Stored data entries
# # # #
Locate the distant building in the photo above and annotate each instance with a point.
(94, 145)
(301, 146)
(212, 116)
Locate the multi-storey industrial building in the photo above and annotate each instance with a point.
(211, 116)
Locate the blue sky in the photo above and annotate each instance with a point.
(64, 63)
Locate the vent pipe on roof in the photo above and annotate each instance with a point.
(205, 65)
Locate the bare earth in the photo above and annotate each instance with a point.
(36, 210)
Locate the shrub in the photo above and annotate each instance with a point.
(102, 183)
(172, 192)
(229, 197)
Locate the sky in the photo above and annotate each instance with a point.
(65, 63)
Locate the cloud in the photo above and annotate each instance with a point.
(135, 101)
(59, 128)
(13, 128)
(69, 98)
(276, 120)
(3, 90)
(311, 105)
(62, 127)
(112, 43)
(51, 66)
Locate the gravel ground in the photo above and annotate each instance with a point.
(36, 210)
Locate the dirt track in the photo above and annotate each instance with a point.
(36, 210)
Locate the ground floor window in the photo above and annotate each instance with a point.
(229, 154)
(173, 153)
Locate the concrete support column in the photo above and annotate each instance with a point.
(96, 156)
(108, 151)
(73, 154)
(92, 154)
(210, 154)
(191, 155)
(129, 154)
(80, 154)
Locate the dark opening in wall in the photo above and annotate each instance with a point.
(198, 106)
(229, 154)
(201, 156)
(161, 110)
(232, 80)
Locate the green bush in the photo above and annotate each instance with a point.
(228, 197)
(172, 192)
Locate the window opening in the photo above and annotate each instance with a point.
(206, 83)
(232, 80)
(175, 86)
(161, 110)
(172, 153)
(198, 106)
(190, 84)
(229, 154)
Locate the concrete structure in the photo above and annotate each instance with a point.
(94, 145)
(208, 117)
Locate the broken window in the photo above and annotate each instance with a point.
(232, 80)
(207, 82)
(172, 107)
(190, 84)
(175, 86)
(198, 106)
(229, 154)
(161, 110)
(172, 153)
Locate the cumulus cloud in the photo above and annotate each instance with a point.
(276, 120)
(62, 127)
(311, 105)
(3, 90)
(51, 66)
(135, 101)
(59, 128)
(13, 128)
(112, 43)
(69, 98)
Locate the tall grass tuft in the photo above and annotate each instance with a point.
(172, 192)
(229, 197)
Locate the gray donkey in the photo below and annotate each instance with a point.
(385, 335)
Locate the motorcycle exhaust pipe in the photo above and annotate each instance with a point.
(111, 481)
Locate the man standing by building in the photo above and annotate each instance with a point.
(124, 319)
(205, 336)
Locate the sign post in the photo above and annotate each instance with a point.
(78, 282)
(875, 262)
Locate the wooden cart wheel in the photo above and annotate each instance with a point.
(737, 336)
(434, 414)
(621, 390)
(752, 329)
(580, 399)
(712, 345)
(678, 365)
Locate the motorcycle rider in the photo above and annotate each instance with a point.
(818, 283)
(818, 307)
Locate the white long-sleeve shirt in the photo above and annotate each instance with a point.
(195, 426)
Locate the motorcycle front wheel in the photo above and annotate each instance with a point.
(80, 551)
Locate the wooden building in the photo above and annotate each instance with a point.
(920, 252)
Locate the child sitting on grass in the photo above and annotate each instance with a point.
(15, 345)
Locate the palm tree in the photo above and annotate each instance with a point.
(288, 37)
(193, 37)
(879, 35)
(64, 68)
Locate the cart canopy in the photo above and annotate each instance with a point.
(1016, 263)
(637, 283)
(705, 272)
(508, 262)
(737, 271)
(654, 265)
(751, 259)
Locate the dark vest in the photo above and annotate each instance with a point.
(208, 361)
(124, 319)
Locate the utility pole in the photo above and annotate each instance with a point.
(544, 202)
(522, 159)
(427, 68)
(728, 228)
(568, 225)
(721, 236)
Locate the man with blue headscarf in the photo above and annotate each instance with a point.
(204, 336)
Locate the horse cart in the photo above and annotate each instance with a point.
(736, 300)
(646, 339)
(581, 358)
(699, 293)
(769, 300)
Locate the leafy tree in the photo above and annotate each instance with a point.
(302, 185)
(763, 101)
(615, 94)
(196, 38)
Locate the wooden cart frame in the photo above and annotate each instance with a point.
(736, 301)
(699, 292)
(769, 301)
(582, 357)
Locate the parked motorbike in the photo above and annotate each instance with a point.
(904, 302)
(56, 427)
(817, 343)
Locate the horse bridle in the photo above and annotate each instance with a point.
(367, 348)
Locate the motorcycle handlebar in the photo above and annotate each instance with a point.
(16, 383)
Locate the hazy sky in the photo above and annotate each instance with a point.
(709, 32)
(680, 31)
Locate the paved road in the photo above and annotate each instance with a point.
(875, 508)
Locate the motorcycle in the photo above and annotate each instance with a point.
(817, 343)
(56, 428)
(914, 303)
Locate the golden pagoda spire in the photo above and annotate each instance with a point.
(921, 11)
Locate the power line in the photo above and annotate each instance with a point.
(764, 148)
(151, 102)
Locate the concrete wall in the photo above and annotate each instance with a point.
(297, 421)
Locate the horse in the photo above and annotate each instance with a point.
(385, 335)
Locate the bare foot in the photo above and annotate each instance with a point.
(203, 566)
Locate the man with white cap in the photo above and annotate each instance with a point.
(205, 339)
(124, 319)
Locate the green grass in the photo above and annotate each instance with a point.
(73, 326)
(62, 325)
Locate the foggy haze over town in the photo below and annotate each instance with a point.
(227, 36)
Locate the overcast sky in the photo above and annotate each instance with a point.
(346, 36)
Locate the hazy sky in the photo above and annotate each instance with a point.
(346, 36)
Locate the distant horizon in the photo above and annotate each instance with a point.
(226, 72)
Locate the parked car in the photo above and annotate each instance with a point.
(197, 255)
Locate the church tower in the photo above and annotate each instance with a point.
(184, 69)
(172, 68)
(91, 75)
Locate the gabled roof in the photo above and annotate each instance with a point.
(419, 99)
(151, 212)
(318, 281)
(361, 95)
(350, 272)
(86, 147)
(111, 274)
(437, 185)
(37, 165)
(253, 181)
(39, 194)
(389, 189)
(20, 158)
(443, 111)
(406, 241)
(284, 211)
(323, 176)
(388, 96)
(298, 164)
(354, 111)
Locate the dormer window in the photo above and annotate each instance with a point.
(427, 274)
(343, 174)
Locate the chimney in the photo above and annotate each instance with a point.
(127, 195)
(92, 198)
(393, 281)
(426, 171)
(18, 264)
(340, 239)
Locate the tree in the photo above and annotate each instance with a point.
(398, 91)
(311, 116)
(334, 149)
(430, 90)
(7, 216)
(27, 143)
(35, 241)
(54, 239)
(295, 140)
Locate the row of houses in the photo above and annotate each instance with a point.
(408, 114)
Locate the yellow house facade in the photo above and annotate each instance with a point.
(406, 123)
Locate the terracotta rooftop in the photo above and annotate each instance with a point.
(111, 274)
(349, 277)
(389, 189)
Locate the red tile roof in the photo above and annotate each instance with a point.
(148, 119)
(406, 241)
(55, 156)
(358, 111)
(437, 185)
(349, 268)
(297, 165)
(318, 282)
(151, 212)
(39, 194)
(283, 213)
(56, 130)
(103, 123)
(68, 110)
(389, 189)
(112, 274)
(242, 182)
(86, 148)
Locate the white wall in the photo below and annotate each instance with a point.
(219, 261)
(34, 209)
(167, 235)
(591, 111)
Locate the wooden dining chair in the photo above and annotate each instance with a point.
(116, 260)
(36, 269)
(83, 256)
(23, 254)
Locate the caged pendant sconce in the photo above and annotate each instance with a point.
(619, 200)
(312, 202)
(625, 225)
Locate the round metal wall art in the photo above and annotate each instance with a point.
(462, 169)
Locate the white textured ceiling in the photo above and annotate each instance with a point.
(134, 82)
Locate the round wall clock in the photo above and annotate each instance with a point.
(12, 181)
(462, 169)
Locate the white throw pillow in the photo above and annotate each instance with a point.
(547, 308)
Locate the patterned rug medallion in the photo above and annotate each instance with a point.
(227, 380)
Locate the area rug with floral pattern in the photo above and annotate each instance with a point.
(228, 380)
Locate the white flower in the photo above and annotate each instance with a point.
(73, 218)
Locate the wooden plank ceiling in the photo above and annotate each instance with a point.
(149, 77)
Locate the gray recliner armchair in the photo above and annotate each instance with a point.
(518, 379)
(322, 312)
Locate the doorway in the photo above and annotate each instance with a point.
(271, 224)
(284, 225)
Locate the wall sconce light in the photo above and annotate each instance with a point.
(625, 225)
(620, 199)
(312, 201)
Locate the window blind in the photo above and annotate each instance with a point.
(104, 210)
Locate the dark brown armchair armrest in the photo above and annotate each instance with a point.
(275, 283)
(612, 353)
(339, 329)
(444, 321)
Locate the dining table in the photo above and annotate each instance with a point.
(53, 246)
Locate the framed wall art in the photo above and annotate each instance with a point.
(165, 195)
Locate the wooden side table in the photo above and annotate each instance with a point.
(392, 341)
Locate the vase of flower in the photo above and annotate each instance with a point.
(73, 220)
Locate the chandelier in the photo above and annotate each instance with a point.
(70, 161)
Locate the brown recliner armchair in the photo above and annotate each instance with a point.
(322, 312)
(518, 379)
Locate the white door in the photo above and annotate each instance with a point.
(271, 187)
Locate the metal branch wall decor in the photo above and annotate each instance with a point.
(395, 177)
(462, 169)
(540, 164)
# # # #
__TASK OBJECTIVE__:
Output only the lines from the one that contains "Locate the window blind" through the last line of the data above, each restated exactly.

__WRITTEN RESPONSE__:
Locate the window blind in the photo above and annotate each instance with a point.
(104, 210)
Locate the dark brown armchair armrest in the photo above and annotate each instance with a point.
(275, 283)
(612, 353)
(339, 329)
(444, 321)
Locate the dining table in the photo above and annotate each instance with a point.
(53, 246)
Locate the framed wall art in the photo above and annotate each instance with a point.
(165, 195)
Locate the wooden side table in the photo above and annotate each instance with a point.
(392, 341)
Locate the vase of flower in the photo above and annotate each instance with a point.
(73, 220)
Locate the chandelier in the photo above and annotate each instance with a point.
(70, 161)
Locate the brown recliner armchair in the photo above and annotate each instance with a point.
(322, 312)
(518, 379)
Locate the white door in the photo above and annotate each instance with a point.
(271, 187)
Locate the metal branch wall decor in the photo above and annotate each instance with a point.
(395, 177)
(462, 169)
(540, 164)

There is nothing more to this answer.